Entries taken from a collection
━━━━━━

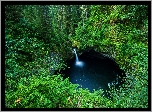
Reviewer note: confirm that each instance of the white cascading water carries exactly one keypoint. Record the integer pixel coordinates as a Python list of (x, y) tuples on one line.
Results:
[(78, 63)]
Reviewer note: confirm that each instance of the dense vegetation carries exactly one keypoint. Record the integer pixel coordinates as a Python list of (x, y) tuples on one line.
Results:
[(38, 41)]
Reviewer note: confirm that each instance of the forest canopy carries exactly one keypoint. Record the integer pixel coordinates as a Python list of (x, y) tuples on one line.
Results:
[(39, 39)]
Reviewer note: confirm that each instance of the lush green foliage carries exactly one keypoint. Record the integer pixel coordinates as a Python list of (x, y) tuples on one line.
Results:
[(38, 39)]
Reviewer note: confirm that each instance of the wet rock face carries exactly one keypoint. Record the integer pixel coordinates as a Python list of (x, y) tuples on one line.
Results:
[(99, 71)]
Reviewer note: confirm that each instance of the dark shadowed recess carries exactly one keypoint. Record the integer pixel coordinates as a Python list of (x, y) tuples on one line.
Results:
[(99, 71)]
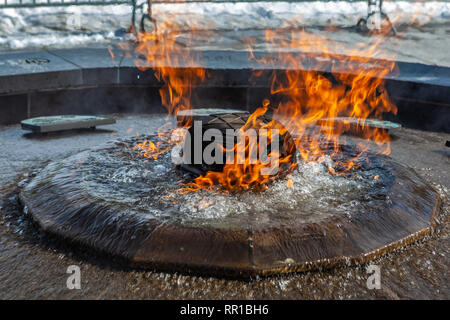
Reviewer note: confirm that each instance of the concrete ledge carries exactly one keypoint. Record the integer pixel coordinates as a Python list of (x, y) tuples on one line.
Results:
[(91, 81)]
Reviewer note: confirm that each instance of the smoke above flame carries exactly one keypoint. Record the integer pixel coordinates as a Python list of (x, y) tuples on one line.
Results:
[(317, 97)]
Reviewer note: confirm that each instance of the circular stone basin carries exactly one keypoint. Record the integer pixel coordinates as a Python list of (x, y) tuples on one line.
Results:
[(115, 200)]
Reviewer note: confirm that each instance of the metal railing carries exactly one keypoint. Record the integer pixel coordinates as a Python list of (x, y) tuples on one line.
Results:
[(375, 7)]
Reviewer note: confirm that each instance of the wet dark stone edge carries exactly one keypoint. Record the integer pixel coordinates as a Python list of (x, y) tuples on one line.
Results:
[(141, 255)]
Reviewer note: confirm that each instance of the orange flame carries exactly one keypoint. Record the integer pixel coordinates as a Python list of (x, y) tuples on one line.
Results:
[(321, 96)]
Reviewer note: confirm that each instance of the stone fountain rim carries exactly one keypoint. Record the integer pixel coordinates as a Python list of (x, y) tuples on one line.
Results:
[(246, 252)]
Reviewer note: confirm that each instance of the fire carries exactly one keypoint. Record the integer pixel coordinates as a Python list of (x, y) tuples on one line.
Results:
[(321, 96), (243, 172), (314, 102), (178, 70)]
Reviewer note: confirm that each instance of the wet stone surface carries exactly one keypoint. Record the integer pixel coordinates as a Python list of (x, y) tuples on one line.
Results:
[(34, 266)]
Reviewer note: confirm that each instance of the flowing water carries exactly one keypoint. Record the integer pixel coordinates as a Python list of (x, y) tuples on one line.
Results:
[(121, 177)]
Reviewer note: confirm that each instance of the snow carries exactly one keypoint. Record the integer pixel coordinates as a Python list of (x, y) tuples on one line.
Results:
[(75, 26)]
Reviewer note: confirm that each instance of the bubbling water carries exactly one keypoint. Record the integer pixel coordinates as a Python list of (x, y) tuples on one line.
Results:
[(120, 177)]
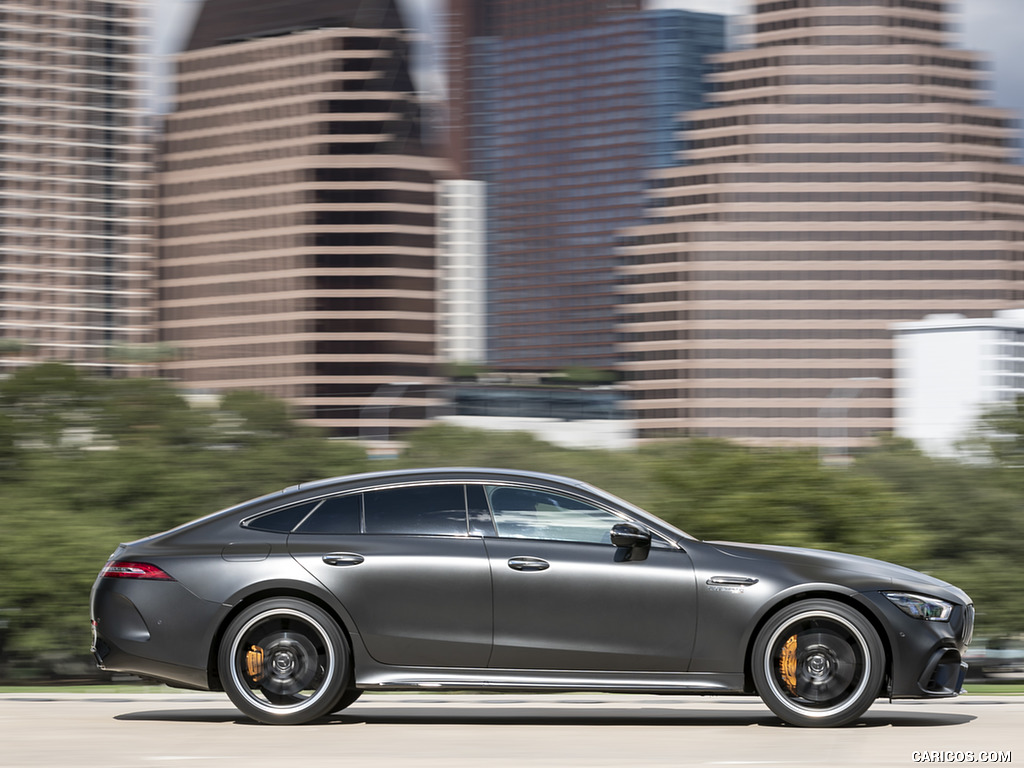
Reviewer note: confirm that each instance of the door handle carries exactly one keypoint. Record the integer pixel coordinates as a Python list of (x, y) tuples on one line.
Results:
[(528, 563), (343, 558)]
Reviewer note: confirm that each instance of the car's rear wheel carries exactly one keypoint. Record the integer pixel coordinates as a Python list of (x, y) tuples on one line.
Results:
[(284, 662), (818, 663)]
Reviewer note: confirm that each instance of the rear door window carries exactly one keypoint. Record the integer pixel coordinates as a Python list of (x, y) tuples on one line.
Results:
[(438, 510), (337, 515)]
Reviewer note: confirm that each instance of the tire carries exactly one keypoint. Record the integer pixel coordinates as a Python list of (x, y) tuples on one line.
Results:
[(284, 662), (818, 664)]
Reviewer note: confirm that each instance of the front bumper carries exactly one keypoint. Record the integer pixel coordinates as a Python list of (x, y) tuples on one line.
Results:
[(927, 656)]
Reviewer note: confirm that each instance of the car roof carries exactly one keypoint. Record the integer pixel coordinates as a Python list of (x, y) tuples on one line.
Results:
[(439, 472)]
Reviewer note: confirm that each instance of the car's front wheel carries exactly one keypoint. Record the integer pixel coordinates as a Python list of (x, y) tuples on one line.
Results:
[(284, 662), (818, 663)]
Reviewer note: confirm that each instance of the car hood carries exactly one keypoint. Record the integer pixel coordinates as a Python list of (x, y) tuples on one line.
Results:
[(862, 572)]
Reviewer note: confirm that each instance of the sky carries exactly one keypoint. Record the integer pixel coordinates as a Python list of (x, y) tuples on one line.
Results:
[(993, 28)]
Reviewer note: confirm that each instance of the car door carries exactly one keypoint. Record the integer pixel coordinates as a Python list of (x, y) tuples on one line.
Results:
[(565, 598), (404, 565)]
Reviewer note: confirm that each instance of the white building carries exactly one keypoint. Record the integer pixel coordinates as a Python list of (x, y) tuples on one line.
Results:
[(462, 252), (951, 369)]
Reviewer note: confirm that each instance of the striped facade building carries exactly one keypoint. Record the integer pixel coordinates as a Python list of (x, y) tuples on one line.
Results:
[(76, 189), (849, 175), (298, 214)]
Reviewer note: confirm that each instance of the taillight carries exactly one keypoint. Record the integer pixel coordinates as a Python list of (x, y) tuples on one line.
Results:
[(129, 569)]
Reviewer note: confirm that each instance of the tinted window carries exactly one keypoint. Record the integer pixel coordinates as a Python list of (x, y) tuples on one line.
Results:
[(480, 521), (282, 520), (338, 515), (529, 513), (418, 509)]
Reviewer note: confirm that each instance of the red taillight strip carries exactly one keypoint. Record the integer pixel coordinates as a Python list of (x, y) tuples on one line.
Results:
[(129, 569)]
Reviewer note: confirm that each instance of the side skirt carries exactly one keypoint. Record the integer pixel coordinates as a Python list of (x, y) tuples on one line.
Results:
[(422, 678)]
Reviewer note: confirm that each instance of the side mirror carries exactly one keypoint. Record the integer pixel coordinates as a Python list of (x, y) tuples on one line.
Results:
[(630, 535)]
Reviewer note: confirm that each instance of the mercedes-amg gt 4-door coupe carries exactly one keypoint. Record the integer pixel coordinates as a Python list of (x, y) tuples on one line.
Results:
[(296, 602)]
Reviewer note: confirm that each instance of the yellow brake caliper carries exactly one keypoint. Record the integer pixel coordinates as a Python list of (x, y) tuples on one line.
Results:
[(254, 663), (787, 665)]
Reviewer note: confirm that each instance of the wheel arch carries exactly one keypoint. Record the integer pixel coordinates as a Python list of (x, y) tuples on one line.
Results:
[(817, 593), (266, 592)]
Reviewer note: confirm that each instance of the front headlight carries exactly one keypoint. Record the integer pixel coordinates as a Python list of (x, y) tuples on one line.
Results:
[(919, 606)]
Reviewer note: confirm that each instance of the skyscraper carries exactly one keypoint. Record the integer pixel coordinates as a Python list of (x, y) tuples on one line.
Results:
[(562, 108), (849, 175), (76, 183), (297, 228)]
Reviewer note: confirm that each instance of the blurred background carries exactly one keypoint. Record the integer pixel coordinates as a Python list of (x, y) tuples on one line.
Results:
[(756, 266)]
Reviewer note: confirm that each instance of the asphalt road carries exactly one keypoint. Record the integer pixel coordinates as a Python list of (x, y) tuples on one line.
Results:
[(497, 731)]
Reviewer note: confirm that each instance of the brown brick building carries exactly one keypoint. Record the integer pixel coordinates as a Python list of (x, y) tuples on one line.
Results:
[(76, 218), (849, 175), (297, 219)]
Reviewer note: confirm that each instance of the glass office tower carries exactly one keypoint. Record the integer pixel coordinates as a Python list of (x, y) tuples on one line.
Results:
[(298, 214), (562, 109)]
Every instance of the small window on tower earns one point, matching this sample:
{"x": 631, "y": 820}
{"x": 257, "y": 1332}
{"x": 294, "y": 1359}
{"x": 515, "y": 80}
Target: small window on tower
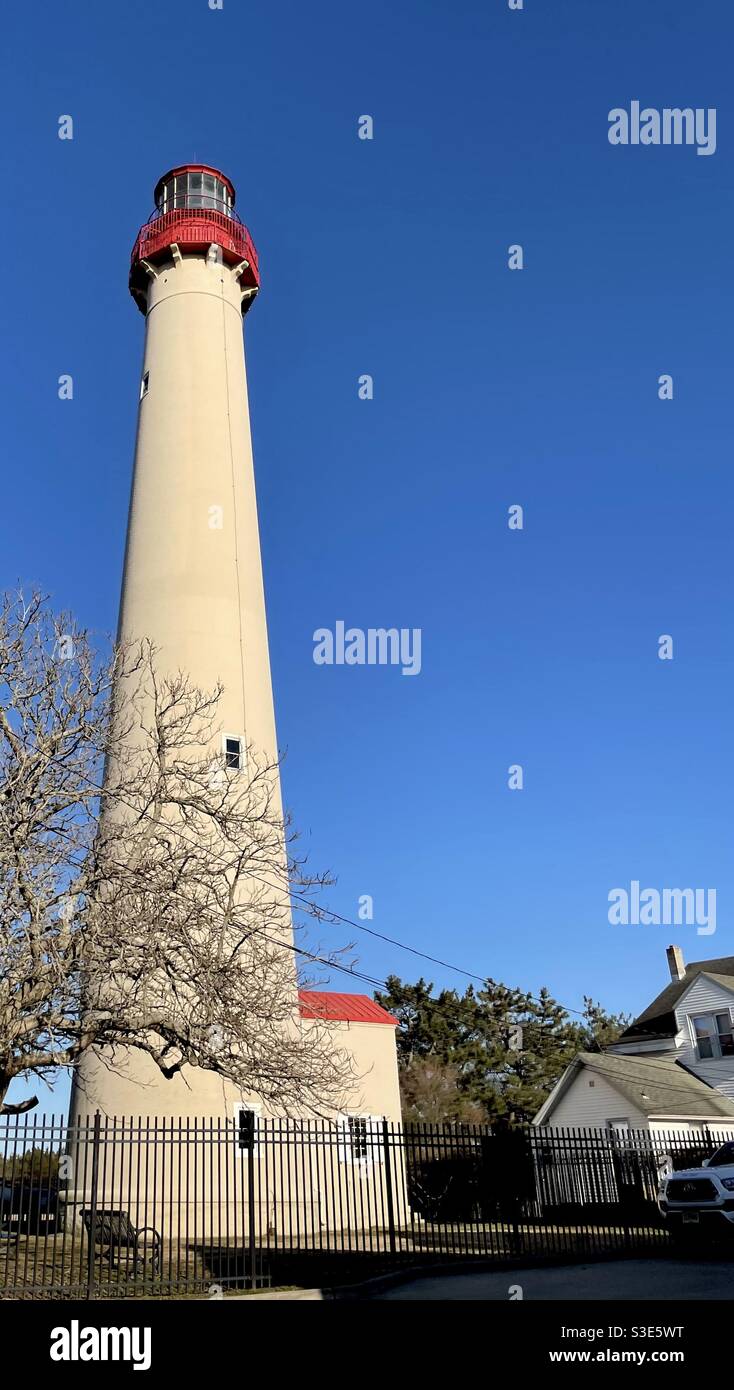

━━━━━━

Copy out again the part of the material that opens with the line containing "Reviewer note: confirm that each instance of the metal" and closes with the line containing "[(141, 255)]", including both of those lines.

## Solution:
Reviewer note: confirm that each instance of the metal railing carries exactly one keypoint. Record the integer pixel coordinates as a Python list of (x, y) tuples on one line.
Results:
[(375, 7)]
Reviewer note: confirm that each instance of the wet dark stone edge carries exactly one keypoint. Record the integer pixel coordinates as a Python list of (x, y) tuples on one line.
Results:
[(141, 255)]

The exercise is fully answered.